§ **Task brief**:
For every line in the entries that contains "crest", show the whole line.

Recorded data:
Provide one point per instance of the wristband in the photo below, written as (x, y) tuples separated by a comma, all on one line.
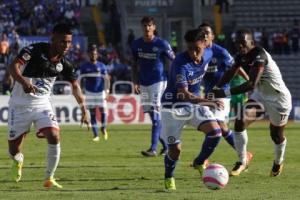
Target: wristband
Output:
[(227, 92)]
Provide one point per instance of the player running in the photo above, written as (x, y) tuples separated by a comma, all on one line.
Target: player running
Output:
[(270, 95), (149, 77), (96, 86), (35, 70), (220, 63), (182, 104)]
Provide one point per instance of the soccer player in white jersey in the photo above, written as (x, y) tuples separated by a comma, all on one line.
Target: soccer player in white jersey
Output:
[(149, 77), (34, 70), (269, 95)]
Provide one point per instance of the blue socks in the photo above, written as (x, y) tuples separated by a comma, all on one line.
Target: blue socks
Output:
[(169, 166), (94, 122), (212, 139), (228, 136), (156, 129)]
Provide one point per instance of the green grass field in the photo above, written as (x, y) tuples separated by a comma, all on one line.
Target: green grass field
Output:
[(115, 169)]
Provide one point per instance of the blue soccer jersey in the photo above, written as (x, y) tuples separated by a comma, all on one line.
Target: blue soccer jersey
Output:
[(150, 58), (220, 63), (185, 73), (95, 83)]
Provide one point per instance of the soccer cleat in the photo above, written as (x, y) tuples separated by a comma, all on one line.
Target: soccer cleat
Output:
[(149, 153), (96, 139), (51, 182), (16, 171), (105, 134), (276, 169), (170, 184), (201, 167), (163, 152), (240, 167), (249, 157)]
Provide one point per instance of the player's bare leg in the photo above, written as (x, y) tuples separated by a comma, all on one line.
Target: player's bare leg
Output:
[(53, 137), (248, 116), (17, 157), (277, 135)]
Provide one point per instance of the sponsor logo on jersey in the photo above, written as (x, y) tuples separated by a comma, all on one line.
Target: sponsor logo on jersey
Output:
[(59, 67), (155, 49), (179, 78), (44, 57), (214, 61), (191, 73), (26, 56), (12, 133)]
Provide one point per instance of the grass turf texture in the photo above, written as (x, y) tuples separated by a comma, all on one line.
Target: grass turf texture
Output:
[(115, 169)]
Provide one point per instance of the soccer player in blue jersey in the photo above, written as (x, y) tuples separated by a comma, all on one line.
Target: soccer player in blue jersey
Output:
[(220, 63), (182, 104), (149, 77), (96, 86)]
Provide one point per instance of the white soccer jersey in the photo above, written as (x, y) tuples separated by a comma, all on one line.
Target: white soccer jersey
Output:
[(41, 72), (271, 82)]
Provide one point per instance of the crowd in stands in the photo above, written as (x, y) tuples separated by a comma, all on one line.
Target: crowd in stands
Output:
[(37, 17), (278, 42)]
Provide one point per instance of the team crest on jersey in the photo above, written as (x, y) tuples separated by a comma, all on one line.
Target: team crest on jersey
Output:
[(26, 56), (179, 78), (59, 67), (214, 60), (155, 49)]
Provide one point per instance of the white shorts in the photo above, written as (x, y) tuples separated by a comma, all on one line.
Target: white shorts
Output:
[(93, 99), (173, 121), (20, 119), (222, 115), (277, 107), (151, 95)]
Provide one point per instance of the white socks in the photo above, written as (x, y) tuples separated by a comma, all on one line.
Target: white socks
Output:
[(53, 157), (279, 150), (19, 157), (240, 143)]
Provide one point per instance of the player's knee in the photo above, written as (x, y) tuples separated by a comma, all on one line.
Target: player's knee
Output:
[(239, 125), (214, 137), (174, 151), (276, 135), (53, 137)]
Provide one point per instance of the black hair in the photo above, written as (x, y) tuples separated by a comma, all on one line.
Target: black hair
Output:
[(205, 24), (63, 29), (147, 19), (244, 31), (194, 35)]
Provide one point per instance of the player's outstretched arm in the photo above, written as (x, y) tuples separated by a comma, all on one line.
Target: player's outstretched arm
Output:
[(228, 75), (14, 70), (77, 93), (254, 76)]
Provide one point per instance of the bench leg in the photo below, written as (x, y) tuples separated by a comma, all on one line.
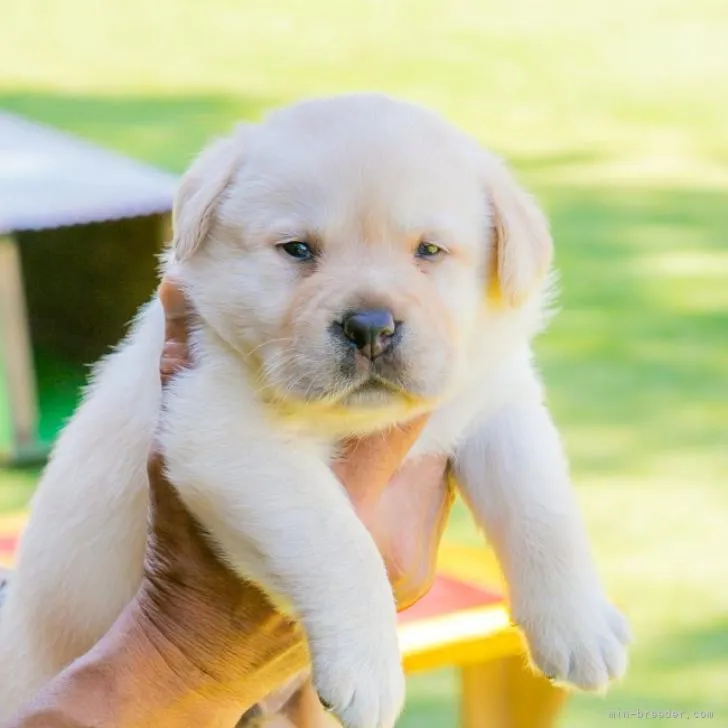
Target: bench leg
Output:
[(507, 694), (18, 382)]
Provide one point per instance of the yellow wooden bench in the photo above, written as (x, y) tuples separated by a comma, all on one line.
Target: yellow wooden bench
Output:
[(463, 623)]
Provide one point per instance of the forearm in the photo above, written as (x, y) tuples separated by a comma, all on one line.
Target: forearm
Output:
[(128, 681)]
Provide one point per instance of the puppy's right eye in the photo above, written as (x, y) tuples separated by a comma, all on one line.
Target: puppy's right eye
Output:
[(298, 250)]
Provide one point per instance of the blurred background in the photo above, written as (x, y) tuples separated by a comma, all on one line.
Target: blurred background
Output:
[(616, 115)]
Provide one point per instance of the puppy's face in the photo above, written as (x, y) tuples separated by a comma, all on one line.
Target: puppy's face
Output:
[(345, 250)]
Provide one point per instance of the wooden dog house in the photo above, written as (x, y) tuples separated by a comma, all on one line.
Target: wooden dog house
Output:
[(80, 228)]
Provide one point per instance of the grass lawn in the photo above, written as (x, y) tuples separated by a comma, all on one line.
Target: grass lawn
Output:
[(615, 114)]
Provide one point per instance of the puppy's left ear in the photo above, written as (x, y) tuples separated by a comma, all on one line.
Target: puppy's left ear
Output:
[(200, 191), (522, 245)]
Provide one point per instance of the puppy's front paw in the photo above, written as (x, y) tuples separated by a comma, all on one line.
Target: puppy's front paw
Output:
[(578, 639), (360, 680)]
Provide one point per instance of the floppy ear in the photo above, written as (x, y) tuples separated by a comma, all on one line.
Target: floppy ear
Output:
[(200, 191), (522, 245)]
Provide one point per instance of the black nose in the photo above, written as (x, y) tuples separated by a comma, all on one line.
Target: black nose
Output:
[(371, 330)]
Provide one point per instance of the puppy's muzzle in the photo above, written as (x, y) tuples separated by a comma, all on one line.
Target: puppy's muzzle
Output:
[(371, 331)]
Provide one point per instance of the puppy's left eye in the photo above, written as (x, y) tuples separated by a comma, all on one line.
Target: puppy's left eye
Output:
[(298, 250), (428, 250)]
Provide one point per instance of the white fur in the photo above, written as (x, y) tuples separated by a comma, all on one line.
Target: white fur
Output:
[(250, 453)]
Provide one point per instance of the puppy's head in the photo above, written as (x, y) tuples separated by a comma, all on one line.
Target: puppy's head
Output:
[(352, 250)]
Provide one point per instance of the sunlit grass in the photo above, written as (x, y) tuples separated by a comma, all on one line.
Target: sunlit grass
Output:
[(615, 114)]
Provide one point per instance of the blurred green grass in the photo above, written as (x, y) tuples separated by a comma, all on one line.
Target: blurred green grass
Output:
[(614, 113)]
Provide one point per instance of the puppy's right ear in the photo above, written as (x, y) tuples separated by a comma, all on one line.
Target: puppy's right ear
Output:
[(200, 191)]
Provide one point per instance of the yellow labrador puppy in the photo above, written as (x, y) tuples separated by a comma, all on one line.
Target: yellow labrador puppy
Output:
[(354, 261)]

§ **Task response**:
Provide one point per instance of the team crest on jersey in the photo above, written as (x, y) tuples separated by a comma, all on one line.
Target: team crest on jersey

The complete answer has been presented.